- **Saved entries**
>>

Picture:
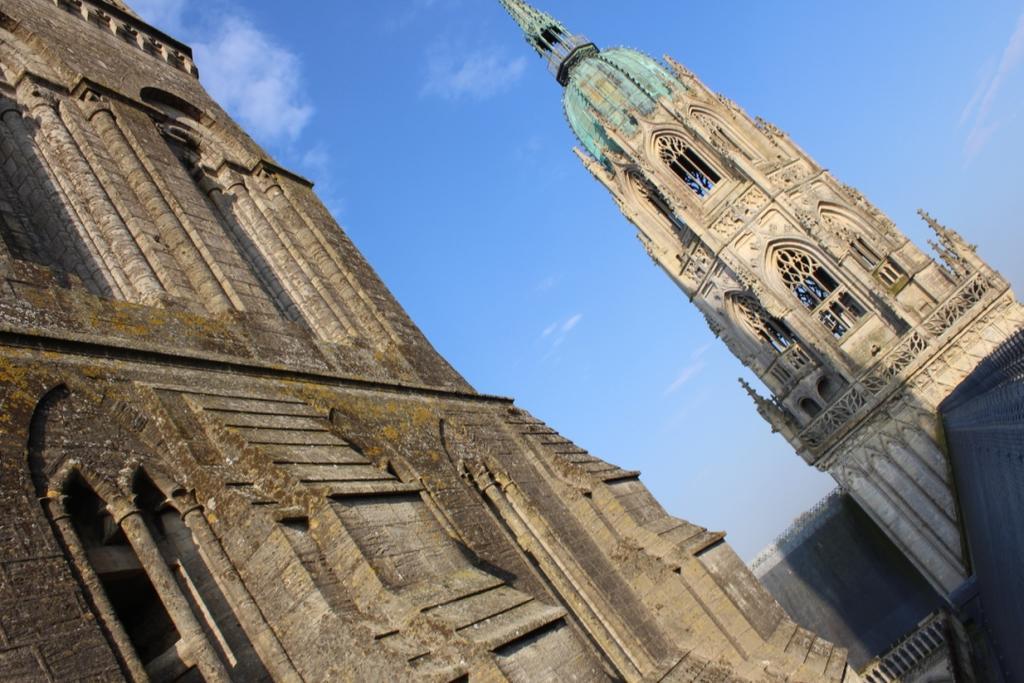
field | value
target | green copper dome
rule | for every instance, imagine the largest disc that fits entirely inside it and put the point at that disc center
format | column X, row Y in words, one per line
column 610, row 88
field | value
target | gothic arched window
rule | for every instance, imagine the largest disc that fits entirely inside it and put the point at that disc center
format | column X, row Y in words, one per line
column 685, row 163
column 818, row 291
column 765, row 329
column 657, row 203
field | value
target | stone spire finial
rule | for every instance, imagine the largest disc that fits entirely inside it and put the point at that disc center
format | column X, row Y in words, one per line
column 550, row 38
column 954, row 251
column 773, row 414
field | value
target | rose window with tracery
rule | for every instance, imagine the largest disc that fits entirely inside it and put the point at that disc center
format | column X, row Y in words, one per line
column 687, row 165
column 819, row 291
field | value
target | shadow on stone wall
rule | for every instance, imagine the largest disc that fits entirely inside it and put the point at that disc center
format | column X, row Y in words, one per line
column 984, row 421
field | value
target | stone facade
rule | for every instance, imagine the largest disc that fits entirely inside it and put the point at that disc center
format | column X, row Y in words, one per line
column 227, row 454
column 858, row 334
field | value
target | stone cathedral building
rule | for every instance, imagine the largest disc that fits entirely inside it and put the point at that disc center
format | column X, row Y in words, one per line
column 859, row 335
column 226, row 454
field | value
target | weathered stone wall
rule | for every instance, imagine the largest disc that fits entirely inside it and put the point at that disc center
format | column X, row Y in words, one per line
column 838, row 574
column 227, row 454
column 984, row 421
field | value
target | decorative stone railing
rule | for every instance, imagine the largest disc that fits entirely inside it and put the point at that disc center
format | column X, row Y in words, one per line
column 913, row 652
column 132, row 31
column 892, row 366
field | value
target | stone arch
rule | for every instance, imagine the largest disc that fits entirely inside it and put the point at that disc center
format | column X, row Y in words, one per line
column 748, row 313
column 645, row 196
column 130, row 535
column 863, row 246
column 677, row 152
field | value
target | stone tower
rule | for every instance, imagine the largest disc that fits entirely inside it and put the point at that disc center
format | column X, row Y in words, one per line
column 856, row 332
column 226, row 454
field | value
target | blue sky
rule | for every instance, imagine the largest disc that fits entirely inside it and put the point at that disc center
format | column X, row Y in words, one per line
column 436, row 138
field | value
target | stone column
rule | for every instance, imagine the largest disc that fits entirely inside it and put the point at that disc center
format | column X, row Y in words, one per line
column 287, row 268
column 281, row 247
column 328, row 278
column 56, row 505
column 134, row 526
column 263, row 638
column 42, row 199
column 118, row 247
column 206, row 283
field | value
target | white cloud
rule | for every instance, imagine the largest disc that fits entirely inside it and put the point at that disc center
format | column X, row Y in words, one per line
column 696, row 367
column 559, row 331
column 254, row 79
column 981, row 107
column 479, row 76
column 165, row 14
column 688, row 374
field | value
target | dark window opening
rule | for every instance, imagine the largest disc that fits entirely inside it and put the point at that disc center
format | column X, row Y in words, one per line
column 828, row 388
column 771, row 331
column 868, row 258
column 552, row 36
column 810, row 407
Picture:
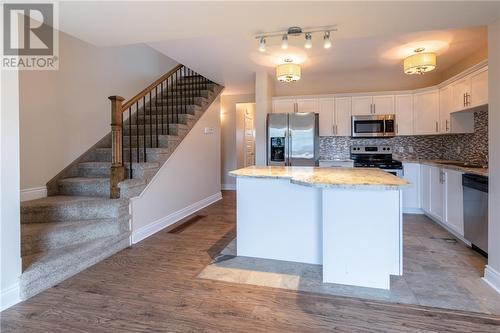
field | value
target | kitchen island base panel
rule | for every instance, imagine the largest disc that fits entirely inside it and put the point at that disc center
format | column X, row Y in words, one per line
column 362, row 235
column 279, row 220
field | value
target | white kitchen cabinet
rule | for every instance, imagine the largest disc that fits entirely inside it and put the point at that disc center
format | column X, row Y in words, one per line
column 445, row 108
column 336, row 164
column 453, row 201
column 284, row 106
column 426, row 112
column 343, row 116
column 306, row 105
column 326, row 111
column 411, row 194
column 437, row 193
column 362, row 106
column 383, row 104
column 425, row 188
column 372, row 105
column 461, row 91
column 404, row 114
column 479, row 88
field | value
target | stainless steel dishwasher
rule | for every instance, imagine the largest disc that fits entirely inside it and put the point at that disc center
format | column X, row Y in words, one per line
column 476, row 211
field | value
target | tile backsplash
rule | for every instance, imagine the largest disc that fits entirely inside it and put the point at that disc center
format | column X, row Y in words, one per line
column 471, row 147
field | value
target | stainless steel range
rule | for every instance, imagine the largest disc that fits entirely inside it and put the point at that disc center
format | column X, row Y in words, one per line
column 376, row 157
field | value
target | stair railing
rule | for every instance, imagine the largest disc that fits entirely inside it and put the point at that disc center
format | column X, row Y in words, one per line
column 169, row 96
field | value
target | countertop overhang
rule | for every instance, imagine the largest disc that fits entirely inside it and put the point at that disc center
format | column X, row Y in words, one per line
column 349, row 178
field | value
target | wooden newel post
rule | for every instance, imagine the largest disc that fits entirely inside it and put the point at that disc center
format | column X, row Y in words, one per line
column 117, row 168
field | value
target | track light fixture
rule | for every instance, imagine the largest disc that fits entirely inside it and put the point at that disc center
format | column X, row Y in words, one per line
column 284, row 42
column 297, row 31
column 327, row 43
column 262, row 44
column 308, row 43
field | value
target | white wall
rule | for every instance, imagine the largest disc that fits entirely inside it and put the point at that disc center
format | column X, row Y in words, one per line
column 10, row 248
column 228, row 136
column 188, row 181
column 63, row 113
column 492, row 271
column 264, row 91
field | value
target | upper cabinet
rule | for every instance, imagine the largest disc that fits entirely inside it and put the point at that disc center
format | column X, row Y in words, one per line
column 444, row 109
column 404, row 114
column 426, row 112
column 470, row 91
column 284, row 106
column 295, row 105
column 372, row 105
column 334, row 116
column 479, row 88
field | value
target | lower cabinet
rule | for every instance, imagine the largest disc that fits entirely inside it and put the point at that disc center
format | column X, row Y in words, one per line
column 411, row 194
column 441, row 196
column 453, row 200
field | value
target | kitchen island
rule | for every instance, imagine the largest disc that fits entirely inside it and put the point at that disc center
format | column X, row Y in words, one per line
column 349, row 220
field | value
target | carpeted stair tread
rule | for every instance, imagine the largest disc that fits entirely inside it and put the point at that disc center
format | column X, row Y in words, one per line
column 38, row 237
column 71, row 208
column 46, row 269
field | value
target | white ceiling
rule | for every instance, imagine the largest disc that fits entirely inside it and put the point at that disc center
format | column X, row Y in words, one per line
column 216, row 38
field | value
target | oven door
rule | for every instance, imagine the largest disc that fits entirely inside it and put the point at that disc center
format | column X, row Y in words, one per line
column 368, row 126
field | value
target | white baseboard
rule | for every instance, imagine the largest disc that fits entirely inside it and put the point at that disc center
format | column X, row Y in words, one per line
column 33, row 193
column 152, row 228
column 492, row 277
column 9, row 297
column 412, row 210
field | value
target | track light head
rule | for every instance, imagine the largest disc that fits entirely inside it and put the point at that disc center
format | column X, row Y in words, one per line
column 262, row 44
column 284, row 42
column 308, row 43
column 327, row 43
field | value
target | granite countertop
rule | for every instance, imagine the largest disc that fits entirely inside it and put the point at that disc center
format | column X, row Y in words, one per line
column 445, row 164
column 349, row 178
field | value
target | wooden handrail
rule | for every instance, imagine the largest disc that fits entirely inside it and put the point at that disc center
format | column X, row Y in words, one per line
column 145, row 91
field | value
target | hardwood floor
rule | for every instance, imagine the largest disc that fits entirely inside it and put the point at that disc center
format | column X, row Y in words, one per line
column 152, row 287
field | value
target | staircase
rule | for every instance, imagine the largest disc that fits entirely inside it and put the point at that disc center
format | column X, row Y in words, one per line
column 85, row 218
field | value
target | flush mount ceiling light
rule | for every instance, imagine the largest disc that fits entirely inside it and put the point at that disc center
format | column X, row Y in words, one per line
column 288, row 72
column 419, row 63
column 297, row 32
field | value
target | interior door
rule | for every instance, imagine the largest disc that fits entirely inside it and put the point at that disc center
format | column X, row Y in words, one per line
column 404, row 114
column 343, row 122
column 302, row 128
column 383, row 105
column 284, row 106
column 362, row 106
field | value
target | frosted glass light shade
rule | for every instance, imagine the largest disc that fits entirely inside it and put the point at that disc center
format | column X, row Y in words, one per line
column 420, row 63
column 288, row 72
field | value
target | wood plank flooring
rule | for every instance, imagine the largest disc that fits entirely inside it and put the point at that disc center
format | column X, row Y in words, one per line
column 152, row 287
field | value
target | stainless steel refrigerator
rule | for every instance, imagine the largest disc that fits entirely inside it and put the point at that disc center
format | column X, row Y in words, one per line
column 292, row 139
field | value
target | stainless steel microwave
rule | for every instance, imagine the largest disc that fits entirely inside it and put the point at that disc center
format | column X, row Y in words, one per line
column 373, row 126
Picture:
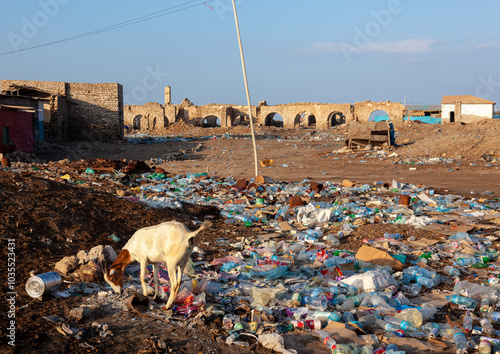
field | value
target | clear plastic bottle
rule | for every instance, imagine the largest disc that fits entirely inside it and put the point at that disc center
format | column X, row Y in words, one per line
column 413, row 289
column 461, row 300
column 484, row 347
column 369, row 320
column 314, row 233
column 395, row 236
column 463, row 262
column 404, row 325
column 493, row 316
column 389, row 327
column 427, row 282
column 454, row 272
column 487, row 326
column 335, row 316
column 315, row 302
column 351, row 303
column 432, row 329
column 460, row 343
column 468, row 322
column 348, row 317
column 485, row 304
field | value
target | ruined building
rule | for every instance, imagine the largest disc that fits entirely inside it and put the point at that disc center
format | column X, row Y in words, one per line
column 68, row 110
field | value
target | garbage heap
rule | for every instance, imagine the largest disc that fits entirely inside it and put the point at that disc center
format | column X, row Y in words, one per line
column 394, row 294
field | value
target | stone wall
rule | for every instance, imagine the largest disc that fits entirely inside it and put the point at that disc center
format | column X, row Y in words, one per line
column 149, row 117
column 54, row 87
column 95, row 111
column 80, row 110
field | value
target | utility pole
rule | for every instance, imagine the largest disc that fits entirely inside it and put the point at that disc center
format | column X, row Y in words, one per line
column 248, row 93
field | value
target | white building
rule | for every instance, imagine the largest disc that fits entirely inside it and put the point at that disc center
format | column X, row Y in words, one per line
column 465, row 109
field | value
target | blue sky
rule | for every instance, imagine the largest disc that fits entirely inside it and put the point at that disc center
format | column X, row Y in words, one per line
column 295, row 51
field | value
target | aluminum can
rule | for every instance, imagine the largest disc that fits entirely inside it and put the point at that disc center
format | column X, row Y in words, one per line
column 44, row 283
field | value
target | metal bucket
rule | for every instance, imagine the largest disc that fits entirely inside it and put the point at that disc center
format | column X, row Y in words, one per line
column 404, row 199
column 41, row 284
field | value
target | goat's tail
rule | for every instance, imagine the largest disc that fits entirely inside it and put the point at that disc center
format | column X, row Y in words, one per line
column 205, row 226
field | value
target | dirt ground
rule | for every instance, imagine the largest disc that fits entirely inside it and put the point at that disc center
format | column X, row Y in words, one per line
column 50, row 219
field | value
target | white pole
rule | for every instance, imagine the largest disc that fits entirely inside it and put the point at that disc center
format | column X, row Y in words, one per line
column 248, row 93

<<

- **What the task requires**
Count the lines in the items above that contain the word "building", matching case exactly. Give only the number.

- **Problem solution**
3